Exercise.
Transcribe each line below verbatim; pictures excluded.

Given records.
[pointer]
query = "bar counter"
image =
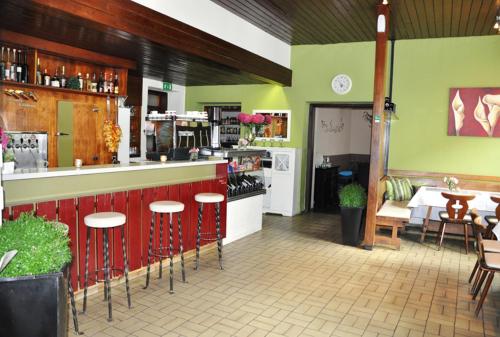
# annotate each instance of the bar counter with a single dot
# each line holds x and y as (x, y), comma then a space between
(69, 194)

Task solution.
[pointer]
query = "bar counter"
image =
# annotate each instance of the bar counter with a single dot
# each line holds x and y as (x, y), comma then a space between
(69, 194)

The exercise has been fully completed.